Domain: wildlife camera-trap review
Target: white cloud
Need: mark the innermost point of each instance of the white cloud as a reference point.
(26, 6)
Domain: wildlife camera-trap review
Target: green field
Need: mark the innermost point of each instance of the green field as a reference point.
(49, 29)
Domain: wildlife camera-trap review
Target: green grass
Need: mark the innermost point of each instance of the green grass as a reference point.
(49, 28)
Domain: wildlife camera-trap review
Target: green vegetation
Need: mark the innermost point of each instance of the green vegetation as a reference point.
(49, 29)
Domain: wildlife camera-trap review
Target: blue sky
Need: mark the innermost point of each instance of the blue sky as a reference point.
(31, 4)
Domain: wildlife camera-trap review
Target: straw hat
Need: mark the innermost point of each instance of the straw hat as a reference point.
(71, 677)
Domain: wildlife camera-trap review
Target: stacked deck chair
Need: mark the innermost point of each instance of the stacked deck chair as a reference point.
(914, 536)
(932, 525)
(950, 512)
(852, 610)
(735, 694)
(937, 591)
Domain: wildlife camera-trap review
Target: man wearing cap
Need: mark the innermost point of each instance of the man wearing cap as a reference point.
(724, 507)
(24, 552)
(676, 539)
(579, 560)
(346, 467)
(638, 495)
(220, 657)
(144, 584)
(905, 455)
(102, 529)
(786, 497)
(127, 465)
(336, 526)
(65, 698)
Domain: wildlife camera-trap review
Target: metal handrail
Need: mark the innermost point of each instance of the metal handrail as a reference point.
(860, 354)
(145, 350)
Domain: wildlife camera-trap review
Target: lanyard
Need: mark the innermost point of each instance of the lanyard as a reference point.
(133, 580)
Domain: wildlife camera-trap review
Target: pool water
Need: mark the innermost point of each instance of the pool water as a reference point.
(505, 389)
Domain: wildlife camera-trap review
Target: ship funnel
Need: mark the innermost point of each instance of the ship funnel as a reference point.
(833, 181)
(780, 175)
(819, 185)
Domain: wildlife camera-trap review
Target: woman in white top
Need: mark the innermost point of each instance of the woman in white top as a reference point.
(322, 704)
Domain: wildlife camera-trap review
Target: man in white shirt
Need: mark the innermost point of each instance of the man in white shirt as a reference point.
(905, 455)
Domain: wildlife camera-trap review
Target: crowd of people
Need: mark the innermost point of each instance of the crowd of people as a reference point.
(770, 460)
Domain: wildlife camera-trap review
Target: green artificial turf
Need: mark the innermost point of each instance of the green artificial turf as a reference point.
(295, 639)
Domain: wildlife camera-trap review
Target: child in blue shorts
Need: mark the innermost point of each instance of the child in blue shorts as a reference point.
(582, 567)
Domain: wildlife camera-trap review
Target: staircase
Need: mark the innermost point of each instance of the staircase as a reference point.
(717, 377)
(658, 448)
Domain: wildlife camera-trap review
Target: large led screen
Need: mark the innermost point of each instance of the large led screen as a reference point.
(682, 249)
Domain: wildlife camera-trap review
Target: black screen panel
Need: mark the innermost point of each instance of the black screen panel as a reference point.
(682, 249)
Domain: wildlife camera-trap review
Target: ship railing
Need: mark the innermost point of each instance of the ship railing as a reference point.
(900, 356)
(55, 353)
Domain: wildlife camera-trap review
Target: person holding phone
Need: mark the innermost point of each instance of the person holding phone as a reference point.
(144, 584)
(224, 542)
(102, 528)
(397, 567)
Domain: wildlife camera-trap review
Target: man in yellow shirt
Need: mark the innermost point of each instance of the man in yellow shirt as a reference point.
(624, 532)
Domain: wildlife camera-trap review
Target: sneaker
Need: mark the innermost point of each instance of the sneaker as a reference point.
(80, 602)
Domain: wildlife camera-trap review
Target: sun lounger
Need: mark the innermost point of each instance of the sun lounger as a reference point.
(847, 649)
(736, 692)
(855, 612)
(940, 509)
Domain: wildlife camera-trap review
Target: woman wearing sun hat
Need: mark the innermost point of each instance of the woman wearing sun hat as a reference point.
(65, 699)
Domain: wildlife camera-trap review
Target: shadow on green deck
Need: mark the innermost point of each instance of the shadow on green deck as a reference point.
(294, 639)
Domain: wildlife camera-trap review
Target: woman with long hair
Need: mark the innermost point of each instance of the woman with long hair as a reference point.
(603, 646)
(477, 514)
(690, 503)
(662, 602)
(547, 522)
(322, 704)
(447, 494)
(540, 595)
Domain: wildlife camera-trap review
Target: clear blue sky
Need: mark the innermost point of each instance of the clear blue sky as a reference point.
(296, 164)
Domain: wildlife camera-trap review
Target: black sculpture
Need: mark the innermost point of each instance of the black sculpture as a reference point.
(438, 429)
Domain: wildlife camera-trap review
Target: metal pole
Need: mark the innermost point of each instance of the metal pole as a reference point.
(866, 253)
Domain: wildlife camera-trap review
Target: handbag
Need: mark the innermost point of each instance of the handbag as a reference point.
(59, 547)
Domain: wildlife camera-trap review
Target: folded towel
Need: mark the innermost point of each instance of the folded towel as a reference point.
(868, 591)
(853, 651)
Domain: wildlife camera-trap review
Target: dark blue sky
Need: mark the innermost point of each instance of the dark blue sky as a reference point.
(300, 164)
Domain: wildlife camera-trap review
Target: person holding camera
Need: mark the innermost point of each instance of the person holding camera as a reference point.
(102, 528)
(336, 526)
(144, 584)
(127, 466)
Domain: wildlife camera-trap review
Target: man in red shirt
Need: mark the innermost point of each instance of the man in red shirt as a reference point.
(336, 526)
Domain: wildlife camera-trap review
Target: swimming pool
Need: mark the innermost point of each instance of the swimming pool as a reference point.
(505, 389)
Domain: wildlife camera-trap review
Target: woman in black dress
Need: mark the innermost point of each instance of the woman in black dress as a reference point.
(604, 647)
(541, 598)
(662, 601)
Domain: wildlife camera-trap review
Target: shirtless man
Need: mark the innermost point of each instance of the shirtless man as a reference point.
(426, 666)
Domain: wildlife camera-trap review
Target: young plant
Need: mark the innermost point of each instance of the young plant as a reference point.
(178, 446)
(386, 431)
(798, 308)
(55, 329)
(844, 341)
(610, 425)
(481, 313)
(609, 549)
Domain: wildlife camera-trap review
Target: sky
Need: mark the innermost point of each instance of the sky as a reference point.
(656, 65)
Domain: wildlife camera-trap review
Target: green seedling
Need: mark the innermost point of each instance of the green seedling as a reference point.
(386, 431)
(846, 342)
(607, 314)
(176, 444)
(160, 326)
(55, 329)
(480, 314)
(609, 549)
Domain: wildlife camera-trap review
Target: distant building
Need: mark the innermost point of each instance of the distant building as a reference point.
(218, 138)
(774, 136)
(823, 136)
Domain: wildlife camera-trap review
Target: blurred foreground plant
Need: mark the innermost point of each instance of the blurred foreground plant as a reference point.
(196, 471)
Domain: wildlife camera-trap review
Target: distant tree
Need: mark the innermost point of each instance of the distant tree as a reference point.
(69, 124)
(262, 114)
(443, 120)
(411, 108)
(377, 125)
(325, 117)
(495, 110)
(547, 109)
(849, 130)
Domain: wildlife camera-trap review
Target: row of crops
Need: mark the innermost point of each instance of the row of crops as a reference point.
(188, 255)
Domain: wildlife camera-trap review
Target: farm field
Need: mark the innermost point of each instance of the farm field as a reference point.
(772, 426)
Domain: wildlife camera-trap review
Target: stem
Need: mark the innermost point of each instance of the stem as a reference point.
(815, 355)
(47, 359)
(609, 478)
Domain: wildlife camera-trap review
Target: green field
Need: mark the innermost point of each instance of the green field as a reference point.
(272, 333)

───

▶ [YOUR INSTRUCTIONS]: Please return the material above exactly as written.

▶ [FINISHED EXERCISE]:
Domain: wildlife camera-trap review
Target: white cloud
Need: mark the innermost point of each instance of the white cloud as a reference point.
(26, 6)
Domain: wildlife camera-trap review
Target: green field
Need: mark the innermost point of each instance of the green field as a reference point.
(49, 29)
Domain: wildlife camera-trap review
Target: green grass
Need: mark the innermost point of each instance of the green grass as a reference point.
(49, 28)
Domain: wildlife camera-trap review
Target: green vegetation
Need: mark the innermost point of each instance of the green vegetation as a reference point.
(49, 29)
Domain: wildlife camera-trap review
Target: blue sky
Need: mark the innermost point of each instance of the blue sky as a reference point.
(31, 4)
Domain: wildlife camera-trap review
Target: straw hat
Need: mark the innermost point of each instance of the straw hat as a reference point.
(71, 677)
Domain: wildlife camera-trap review
Target: stacked deck chair
Need: mark the innermost point of each instance of the stacked deck chair as a reference point.
(914, 536)
(932, 525)
(950, 512)
(852, 610)
(735, 694)
(937, 591)
Domain: wildlife camera-trap review
Target: man wearing cap
Need: mark the innermost point of each instance of the man wearing cap as a reference point.
(724, 507)
(24, 552)
(676, 539)
(579, 560)
(346, 467)
(638, 495)
(220, 657)
(144, 584)
(905, 455)
(102, 529)
(786, 497)
(127, 465)
(336, 526)
(65, 698)
Domain: wildlife camera-trap review
Target: metal handrail
Need: mark the innermost point of each instance of the metal handrail as a reference point.
(860, 354)
(145, 350)
Domain: wildlife camera-trap review
Target: lanyard
Need: mark the innermost point of each instance of the lanyard as a reference point.
(133, 580)
Domain: wildlife camera-trap review
Target: pool water
Need: mark the innermost point of each instance of the pool water as a reference point.
(505, 389)
Domain: wildlife camera-trap review
Target: ship funnel
Need: mark the innermost point of each instance of the ship funnel as a reference point.
(833, 181)
(780, 175)
(819, 185)
Domain: wildlife camera-trap review
Target: woman in white top
Need: mark the innermost point of each instance of the woman in white top as a reference point.
(322, 704)
Domain: wildlife camera-trap review
Target: man in white shirt
Need: mark the innermost point of each instance of the man in white shirt as a reference point.
(905, 455)
Domain: wildlife camera-trap review
Target: crowd of people
Need: mark the innermost point of each instance of the crowd of people as a reference point.
(770, 460)
Domain: wildlife camera-trap review
Target: green artificial turf
Need: mark the innermost point of each instance of the green artificial turf as a reference point.
(295, 639)
Domain: wildlife camera-trap review
Target: child in blue shorts
Need: mark the innermost point of each instance of the child in blue shorts as a reference point.
(582, 567)
Domain: wildlife camera-trap review
Target: staircase
Need: mark the innermost point of each instance of the staircase as a reference point.
(717, 377)
(658, 448)
Domain: wildlife camera-trap review
Target: large led screen
Need: mark the innermost point of each instance of the large led screen as a reference point.
(682, 249)
Domain: wildlife camera-trap review
Target: black screen panel
Need: mark the innermost point of each instance of the black screen panel as a reference point.
(682, 249)
Domain: wildlife camera-trap review
Target: ship railing
Need: mark the innermost point of each instance of the ship railing as a reference point.
(900, 356)
(55, 353)
Domain: wildlife camera-trap review
Target: person holding phone
Need: mark the innermost point of each instance of the person holding phone as a reference point.
(144, 584)
(224, 542)
(102, 528)
(397, 567)
Domain: wildlife camera-trap review
Target: man in yellow shirt
Need: mark the innermost point of each instance of the man in yellow shirt as a reference point.
(624, 532)
Domain: wildlife camera-trap review
Target: sneaker
Need: mark the innermost point of each instance of the sneaker as a reference point.
(80, 602)
Domain: wildlife camera-trap review
Target: sun lounger
Need: mark the innermost point of each instance of the sun lounger as a reference point.
(847, 649)
(736, 692)
(855, 612)
(940, 509)
Domain: wildlife camera-trap review
Target: woman wearing sun hat
Need: mark the innermost point of each instance of the woman wearing sun hat as a reference point.
(65, 699)
Domain: wildlife camera-trap review
Target: shadow on green deck
Need: mark the innermost point of each instance of the shadow on green deck as a reference point.
(294, 639)
Domain: wildlife camera-trap review
Target: woman with long hair
Need: mark the innermost point of each instance of the woman with long hair as a reference point.
(603, 646)
(477, 514)
(690, 503)
(662, 602)
(547, 522)
(322, 704)
(447, 494)
(540, 595)
Domain: wildlife camera-trap review
Target: clear blue sky
Need: mark the innermost point of each instance of the clear blue sky as a reference point.
(296, 164)
Domain: wildlife camera-trap review
Target: black sculpture
Need: mark the innermost point of each instance of the black sculpture as a reference point.
(438, 429)
Domain: wildlife camera-trap review
Target: metal pole
Need: mark the innermost point of each instance of the metal pole as a reference point.
(866, 253)
Domain: wildlife camera-trap review
Target: handbag
Need: mark the innermost point of each instance of the handbag as a reference point.
(59, 547)
Domain: wildlife camera-trap review
Target: folded towel
Need: mark the innermost point of each instance of the folded towel as a reference point.
(868, 591)
(853, 651)
Domain: wildlife camera-trap review
Target: dark blue sky
Need: mark the innermost point of each instance of the dark blue sky as a reference point.
(300, 164)
Domain: wildlife camera-trap review
Target: person holding camera
Need: mark the innermost point of each instance of the person holding camera as a reference point.
(102, 528)
(336, 526)
(144, 584)
(127, 466)
Domain: wildlife camera-trap review
Target: man in red shirt
Need: mark the innermost point of each instance of the man in red shirt as a reference point.
(336, 526)
Domain: wildlife camera-trap review
Target: swimming pool
Need: mark the innermost point of each instance of the swimming pool as a reference point.
(505, 389)
Domain: wildlife camera-trap review
Target: woman in black dress
Need: mark the innermost point of each instance of the woman in black dress as a reference point.
(604, 647)
(541, 598)
(662, 601)
Domain: wildlife camera-trap review
Target: shirtless man
Need: mark the innermost point of each instance of the shirtless man as a reference point.
(426, 666)
Domain: wildlife camera-trap review
Target: young plant
Need: mark the innermost point of each instance of the young plant as a reference point.
(178, 446)
(386, 431)
(798, 308)
(55, 329)
(844, 341)
(610, 425)
(481, 313)
(609, 549)
Domain: wildlife camera-trap review
Target: sky
Need: mark the innermost point of each instance of the sky as a reference point.
(656, 65)
Domain: wildlife camera-trap review
Target: green seedling
Need: mark the innermost point of each instance of the green seedling as a reference point.
(386, 431)
(846, 342)
(607, 314)
(176, 444)
(160, 326)
(55, 329)
(480, 314)
(609, 549)
Domain: wildlife camera-trap review
Target: distant building
Need: mark the innermost point of each instance of the distant building as a reference point.
(218, 138)
(774, 136)
(823, 136)
Domain: wildlife camera-trap review
Target: blurred foreground plant
Need: mark the innermost point of each instance of the blurred foreground plant as a reference point.
(196, 471)
Domain: wildlife camera-trap review
Target: distant tree
Need: mark the innermost point of each instance of the distant tree as a reference point.
(69, 124)
(262, 114)
(443, 120)
(411, 108)
(377, 125)
(325, 117)
(495, 110)
(547, 109)
(849, 130)
Domain: wildlife camera-trap review
Target: row of crops
Need: mark the innermost point of each instance of the row of crops as a reference point.
(188, 255)
Domain: wildlife camera-trap review
Target: farm field
Need: mark the innermost point of each instance of the farm field as a reference point.
(772, 426)
Domain: wildlife camera-trap review
Target: stem
Need: mark the innermost point of each instance of the stem as a reference point.
(815, 355)
(47, 359)
(609, 478)
Domain: wildlife camera-trap review
Target: green field
Need: mark the innermost point of each instance of the green field as a reference point.
(272, 333)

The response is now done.